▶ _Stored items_

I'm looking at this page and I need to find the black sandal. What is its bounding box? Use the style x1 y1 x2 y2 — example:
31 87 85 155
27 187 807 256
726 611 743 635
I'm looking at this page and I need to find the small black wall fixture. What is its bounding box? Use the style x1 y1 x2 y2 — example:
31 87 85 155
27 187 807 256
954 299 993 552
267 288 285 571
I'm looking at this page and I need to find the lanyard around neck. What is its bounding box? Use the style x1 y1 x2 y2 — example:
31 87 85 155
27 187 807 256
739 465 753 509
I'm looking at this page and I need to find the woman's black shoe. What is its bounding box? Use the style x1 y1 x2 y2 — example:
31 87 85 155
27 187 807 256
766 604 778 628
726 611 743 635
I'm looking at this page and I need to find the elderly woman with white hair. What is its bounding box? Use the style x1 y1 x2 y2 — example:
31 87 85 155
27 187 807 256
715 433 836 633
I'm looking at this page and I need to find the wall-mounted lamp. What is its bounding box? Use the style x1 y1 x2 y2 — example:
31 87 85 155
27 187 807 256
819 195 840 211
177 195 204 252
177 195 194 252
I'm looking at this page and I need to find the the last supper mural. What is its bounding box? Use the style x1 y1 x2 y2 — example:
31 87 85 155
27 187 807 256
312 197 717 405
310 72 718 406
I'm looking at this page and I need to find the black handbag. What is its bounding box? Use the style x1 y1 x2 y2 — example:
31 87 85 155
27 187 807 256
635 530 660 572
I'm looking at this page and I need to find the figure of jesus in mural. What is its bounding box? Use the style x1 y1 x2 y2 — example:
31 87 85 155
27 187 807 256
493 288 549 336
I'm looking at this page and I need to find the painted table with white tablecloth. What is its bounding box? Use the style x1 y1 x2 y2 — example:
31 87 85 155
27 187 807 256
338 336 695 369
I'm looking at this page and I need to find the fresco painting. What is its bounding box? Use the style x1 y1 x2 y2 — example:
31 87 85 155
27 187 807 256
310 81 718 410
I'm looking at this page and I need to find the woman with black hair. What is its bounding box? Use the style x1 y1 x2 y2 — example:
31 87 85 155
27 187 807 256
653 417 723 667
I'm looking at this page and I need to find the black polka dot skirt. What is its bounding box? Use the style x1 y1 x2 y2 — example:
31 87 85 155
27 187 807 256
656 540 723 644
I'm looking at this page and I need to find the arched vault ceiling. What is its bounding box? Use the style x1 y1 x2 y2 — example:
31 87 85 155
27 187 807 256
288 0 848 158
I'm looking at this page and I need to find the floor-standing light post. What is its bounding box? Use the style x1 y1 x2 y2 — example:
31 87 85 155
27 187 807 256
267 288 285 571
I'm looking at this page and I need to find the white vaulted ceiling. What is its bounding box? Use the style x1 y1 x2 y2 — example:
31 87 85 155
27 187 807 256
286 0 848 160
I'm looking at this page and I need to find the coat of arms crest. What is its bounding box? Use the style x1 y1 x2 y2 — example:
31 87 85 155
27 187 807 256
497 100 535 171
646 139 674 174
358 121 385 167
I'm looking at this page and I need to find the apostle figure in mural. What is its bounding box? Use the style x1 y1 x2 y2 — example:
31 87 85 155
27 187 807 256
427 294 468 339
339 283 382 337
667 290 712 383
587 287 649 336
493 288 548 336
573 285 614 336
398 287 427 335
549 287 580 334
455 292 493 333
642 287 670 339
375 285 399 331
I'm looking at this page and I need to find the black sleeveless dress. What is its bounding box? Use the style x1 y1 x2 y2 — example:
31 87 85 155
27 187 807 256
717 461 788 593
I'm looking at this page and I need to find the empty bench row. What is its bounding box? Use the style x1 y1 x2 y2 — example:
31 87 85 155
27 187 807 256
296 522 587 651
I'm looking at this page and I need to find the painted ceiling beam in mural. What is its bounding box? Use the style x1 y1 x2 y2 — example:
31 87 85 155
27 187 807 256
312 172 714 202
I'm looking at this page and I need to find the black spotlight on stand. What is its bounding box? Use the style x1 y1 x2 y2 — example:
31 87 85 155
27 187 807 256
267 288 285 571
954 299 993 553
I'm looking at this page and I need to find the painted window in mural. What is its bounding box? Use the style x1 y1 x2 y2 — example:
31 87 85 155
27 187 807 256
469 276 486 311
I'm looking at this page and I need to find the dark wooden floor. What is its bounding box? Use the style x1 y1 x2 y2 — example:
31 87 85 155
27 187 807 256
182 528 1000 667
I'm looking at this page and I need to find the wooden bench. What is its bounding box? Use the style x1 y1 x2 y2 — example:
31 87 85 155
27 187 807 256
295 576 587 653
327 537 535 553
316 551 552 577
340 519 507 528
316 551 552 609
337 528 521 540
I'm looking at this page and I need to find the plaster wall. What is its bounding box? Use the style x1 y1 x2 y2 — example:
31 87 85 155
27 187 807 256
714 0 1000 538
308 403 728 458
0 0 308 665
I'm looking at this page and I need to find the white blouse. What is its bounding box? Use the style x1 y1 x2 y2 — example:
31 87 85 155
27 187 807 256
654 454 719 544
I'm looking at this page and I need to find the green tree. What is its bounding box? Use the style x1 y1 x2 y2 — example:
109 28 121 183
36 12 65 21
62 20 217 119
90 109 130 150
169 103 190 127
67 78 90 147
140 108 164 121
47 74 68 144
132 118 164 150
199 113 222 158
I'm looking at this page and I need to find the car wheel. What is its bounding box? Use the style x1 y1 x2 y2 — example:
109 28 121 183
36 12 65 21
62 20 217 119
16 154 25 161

▶ _TASK_
Reproduce all of the records above word for word.

▶ _EXERCISE RESULT_
I'm looking at this page and I need to find the black sandal. What is its bounding box? Use the style x1 y1 x2 y2 — example:
31 87 85 155
27 187 807 256
726 611 743 635
I'm looking at this page and I need to find the small black wall fixture. What is its bounding box? Use the style x1 y1 x2 y2 — example:
31 87 85 155
27 187 807 256
954 299 993 552
267 288 285 571
I'm looking at this page and I need to find the lanyard around neck. What is its bounding box? Use the style x1 y1 x2 y2 — example:
31 87 85 155
27 187 807 256
739 465 753 509
I'm looking at this page and I need to find the woman's black shoe. What is its bounding box? Use the style x1 y1 x2 y2 — example:
31 87 85 155
27 187 807 256
766 604 778 628
726 611 743 635
I'm looking at this page and I need to find the elderly woman with white hair. What is its bounding box? Use the style x1 y1 x2 y2 — example:
31 87 85 155
27 187 807 256
715 433 836 633
I'm looking at this page and I need to find the wall-mounted lamp. What is its bounding box? Use the style x1 y1 x2 y2 — example:
31 87 85 155
27 187 807 256
819 195 840 211
177 195 204 252
177 195 194 252
I'm looking at this page and I need to find the the last supper mural. What is its bounding box? Use the style x1 y1 x2 y2 — example:
31 87 85 155
27 187 807 256
312 197 717 405
310 72 718 406
I'm looking at this page and I need to find the black handbag. What is its bounding box? Use the style x1 y1 x2 y2 — example:
31 87 85 155
27 187 807 256
635 530 660 572
I'm looking at this page and I need to find the figure of jesus in mural. What is its bounding box? Use the style x1 y1 x2 y2 — example:
31 87 85 155
27 187 807 256
493 288 549 336
I'm looking at this page and I need to find the painted table with white tablecloth. What is its bounding box? Use the style x1 y1 x2 y2 — example:
31 87 85 155
27 187 807 256
338 336 695 369
I'm looking at this page and I need to find the fresco painting. What is its bounding box? Use the style x1 y1 x2 y2 — example:
31 87 85 155
27 187 807 256
310 81 718 410
I'm looking at this page and I need to find the woman with black hair. What is its bounding box? Use the style x1 y1 x2 y2 — example:
31 87 85 155
27 187 807 256
653 417 723 667
I'm looking at this page and I need to find the black polka dot skirt. What is its bounding box? Use the style x1 y1 x2 y2 — example:
31 87 85 155
27 187 807 256
656 540 723 644
I'm looking at this page and I need to find the arched vault ceiling. What is its bounding box? Use the style x1 y1 x2 y2 — example:
31 87 85 155
27 187 807 256
288 0 848 158
I'm looking at this page and I need to find the floor-standing light post. What is its bounding box? Use the style x1 y1 x2 y2 — example:
31 87 85 155
27 187 807 256
267 288 285 571
I'm looking at this page and I need to find the white vaulted ceiling. What is its bounding box? Use the style x1 y1 x2 y2 — example:
31 87 85 155
27 187 807 256
286 0 848 160
I'm looking at this page and I need to find the coat of arms crest. What is its bounding box? Use the style x1 y1 x2 y2 — example:
31 87 85 155
27 187 807 256
497 100 535 171
646 139 674 174
358 121 385 167
I'm looking at this page and I need to find the apostle figure in mural. What is its bounding box? Use the style x1 y1 x2 y2 — example:
31 87 85 155
27 187 807 256
427 294 468 339
339 283 382 337
667 290 712 383
587 287 649 336
493 288 548 336
573 285 614 336
398 287 427 335
549 287 580 334
455 292 493 333
642 287 670 339
375 285 399 331
I'm looking at this page and I need to find the black sleeveless dress. What is its bounding box? Use the style x1 y1 x2 y2 — example:
31 87 85 155
27 187 807 256
717 461 788 593
I'm looking at this page and I need to find the empty bench row. What is its bounding box? Use the style x1 y1 x2 y2 — example:
31 87 85 155
27 187 807 256
296 522 587 651
I'm looking at this page and I need to find the painted ceiling beam in mural. What is its bounding box? Use the style x1 y1 x2 y2 — example:
31 87 85 155
27 187 807 256
312 172 714 202
I'm looking at this page and I need to find the black spotlight on stand. What is its bounding box? Use the style x1 y1 x2 y2 — example:
31 87 85 155
27 187 807 256
267 288 285 571
954 299 993 553
I'm looking at this page and I need to find the painted window in mural. What is its bounding box? Use the style x1 y1 x2 y2 — example:
31 87 85 155
27 187 807 256
469 276 486 311
I'm looking at this page and I need to find the dark wooden floor. What is its bounding box? Use the style x1 y1 x2 y2 — example:
31 87 85 155
27 187 807 256
182 528 1000 667
I'm looking at this page and I need to find the wooden bench. What is its bounding box? Use the style x1 y1 x2 y2 — example:
31 87 85 155
27 187 807 256
295 576 587 653
327 537 535 553
316 551 552 577
340 519 507 528
316 551 552 609
337 528 521 540
I'm looking at this page and I need to find the plaster wall. What is its bounding box? Use the style x1 y1 x2 y2 — example:
31 87 85 155
27 187 807 256
714 0 1000 538
308 403 728 458
0 0 308 665
I'm looking at this page and I need to find the white blouse. What is its bounding box? Use the style x1 y1 x2 y2 — example:
31 87 85 155
27 187 807 256
654 454 719 544
I'm looking at this page and I need to find the green tree. What is its bounding box? Use the style x1 y1 x2 y2 — example:
109 28 121 183
36 12 65 21
62 20 217 119
90 109 130 150
169 103 190 127
67 78 90 147
140 108 164 121
47 74 68 144
132 118 164 150
199 113 222 158
I'm looking at this page and I need to find the car wheel. What is its bounding box? Use the style x1 y1 x2 y2 — example:
109 28 121 183
36 12 65 21
62 20 217 119
16 154 25 161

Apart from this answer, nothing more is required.